◆ PROBLEM REQUIREMENTS
Rewrite every line of the listing below as a JSON list of strings, one string per line, omitting blank lines.

Records from a data source
★ ★ ★ ★ ★ ★ ★

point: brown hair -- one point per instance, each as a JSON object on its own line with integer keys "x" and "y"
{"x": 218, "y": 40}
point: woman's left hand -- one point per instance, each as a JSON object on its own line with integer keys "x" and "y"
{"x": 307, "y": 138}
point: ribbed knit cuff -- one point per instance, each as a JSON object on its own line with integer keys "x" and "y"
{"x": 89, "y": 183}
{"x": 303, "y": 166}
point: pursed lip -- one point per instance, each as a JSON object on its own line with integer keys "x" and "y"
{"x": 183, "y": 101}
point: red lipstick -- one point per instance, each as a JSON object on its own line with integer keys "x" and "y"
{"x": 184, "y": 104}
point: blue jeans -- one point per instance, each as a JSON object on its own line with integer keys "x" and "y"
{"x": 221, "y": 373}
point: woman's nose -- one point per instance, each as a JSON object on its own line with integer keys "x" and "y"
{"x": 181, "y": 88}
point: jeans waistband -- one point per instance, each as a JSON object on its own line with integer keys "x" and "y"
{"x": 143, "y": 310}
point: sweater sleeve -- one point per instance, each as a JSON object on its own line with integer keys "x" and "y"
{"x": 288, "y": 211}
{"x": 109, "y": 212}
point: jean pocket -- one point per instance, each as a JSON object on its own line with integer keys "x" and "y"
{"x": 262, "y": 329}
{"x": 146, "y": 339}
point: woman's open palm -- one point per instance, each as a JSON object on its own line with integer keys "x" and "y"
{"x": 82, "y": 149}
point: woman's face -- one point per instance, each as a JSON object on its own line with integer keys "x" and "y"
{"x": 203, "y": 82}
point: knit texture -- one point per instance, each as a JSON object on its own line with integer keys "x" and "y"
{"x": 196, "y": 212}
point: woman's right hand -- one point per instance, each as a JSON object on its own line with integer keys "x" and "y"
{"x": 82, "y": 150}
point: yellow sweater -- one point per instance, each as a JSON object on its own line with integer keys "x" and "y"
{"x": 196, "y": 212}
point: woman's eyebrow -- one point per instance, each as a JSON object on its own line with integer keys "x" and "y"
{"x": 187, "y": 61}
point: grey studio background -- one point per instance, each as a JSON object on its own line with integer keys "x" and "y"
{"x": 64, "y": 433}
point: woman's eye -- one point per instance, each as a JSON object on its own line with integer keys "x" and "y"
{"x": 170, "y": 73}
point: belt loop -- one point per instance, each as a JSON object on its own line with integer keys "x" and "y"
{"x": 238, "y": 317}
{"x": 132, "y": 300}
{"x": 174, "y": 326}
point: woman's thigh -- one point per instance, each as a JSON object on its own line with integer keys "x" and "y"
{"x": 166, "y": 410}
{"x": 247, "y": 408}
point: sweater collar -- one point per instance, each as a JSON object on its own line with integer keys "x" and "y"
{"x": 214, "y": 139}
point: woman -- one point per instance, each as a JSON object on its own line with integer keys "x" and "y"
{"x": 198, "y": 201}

★ ★ ★ ★ ★ ★ ★

◆ WRITTEN SOLUTION
[
  "point: brown hair -- one point per instance, each as a JSON object on its own line with integer keys \"x\" and \"y\"",
  "{\"x\": 218, \"y\": 40}",
  "point: woman's left hand -- one point per instance, each as a JSON object on its own line with integer keys \"x\" and \"y\"",
  "{\"x\": 307, \"y\": 138}",
  "point: ribbed knit cuff -- one point per instance, each as a JSON object on its own line with integer keys \"x\" and \"y\"",
  "{\"x\": 89, \"y\": 183}",
  "{\"x\": 303, \"y\": 166}",
  "point: pursed lip -- one point per instance, each as a JSON object on its own line with integer keys \"x\" and \"y\"",
  "{\"x\": 183, \"y\": 101}",
  "point: red lipstick -- one point per instance, each as a JSON object on its own line with integer keys \"x\" and \"y\"",
  "{\"x\": 184, \"y\": 104}",
  "point: blue jeans -- one point per instance, each as a JSON object on its own line with integer keys \"x\" and \"y\"",
  "{\"x\": 221, \"y\": 373}",
  "point: woman's nose -- one point per instance, each as a JSON object on its own line with integer keys \"x\" and \"y\"",
  "{\"x\": 181, \"y\": 88}",
  "point: jeans waistband -- one point per instance, each as a JSON object on its own line with integer keys \"x\" and \"y\"",
  "{\"x\": 143, \"y\": 310}",
  "point: sweater sleeve -- one point per instance, each as a JSON object on its own line with integer keys \"x\" and \"y\"",
  "{\"x\": 288, \"y\": 211}",
  "{\"x\": 109, \"y\": 212}",
  "point: jean pocket -- one point per instance, each as a JSON object on its own line with integer keys \"x\" and \"y\"",
  "{\"x\": 262, \"y\": 329}",
  "{\"x\": 146, \"y\": 339}",
  "point: woman's open palm -- one point per instance, each as a JSON object on its own line with integer keys \"x\" and \"y\"",
  "{\"x\": 82, \"y\": 149}",
  "point: woman's face -- one point per instance, each as a JSON object on its own line with integer keys \"x\" and \"y\"",
  "{\"x\": 203, \"y\": 82}",
  "point: knit texture -- one point per instance, each as a JSON object on its own line with integer keys \"x\" and \"y\"",
  "{\"x\": 196, \"y\": 212}",
  "point: woman's right hand -- one point per instance, each as a JSON object on its own line with integer keys \"x\" and \"y\"",
  "{\"x\": 82, \"y\": 150}",
  "point: yellow sweater -- one point per instance, each as a JSON object on its own line with integer keys \"x\" and \"y\"",
  "{\"x\": 196, \"y\": 212}",
  "point: woman's eyebrow -- one point per instance, each as a JSON object on its own line with integer keys \"x\" and \"y\"",
  "{\"x\": 187, \"y\": 61}",
  "point: grey studio background -- one point per instance, each as a JSON object on its own line with integer keys \"x\" and \"y\"",
  "{\"x\": 64, \"y\": 433}",
  "point: woman's eye -- one point per instance, each as a JSON object on its own line with integer keys \"x\" and \"y\"",
  "{\"x\": 170, \"y\": 73}",
  "point: belt loop -- one point per instance, each as a JSON object on its own line with integer keys \"x\" and \"y\"",
  "{\"x\": 238, \"y\": 317}",
  "{\"x\": 132, \"y\": 300}",
  "{\"x\": 174, \"y\": 326}",
  "point: woman's thigh -- one point per instance, each as a JSON object on its own line with integer keys \"x\" and \"y\"",
  "{\"x\": 166, \"y\": 410}",
  "{\"x\": 247, \"y\": 408}",
  "point: sweater collar -- one point per instance, each as a JSON object on its own line with integer keys \"x\" and \"y\"",
  "{\"x\": 214, \"y\": 139}",
  "point: woman -- one point per instance, each as a JSON object on its own line with integer keys \"x\" and \"y\"",
  "{\"x\": 198, \"y\": 201}"
]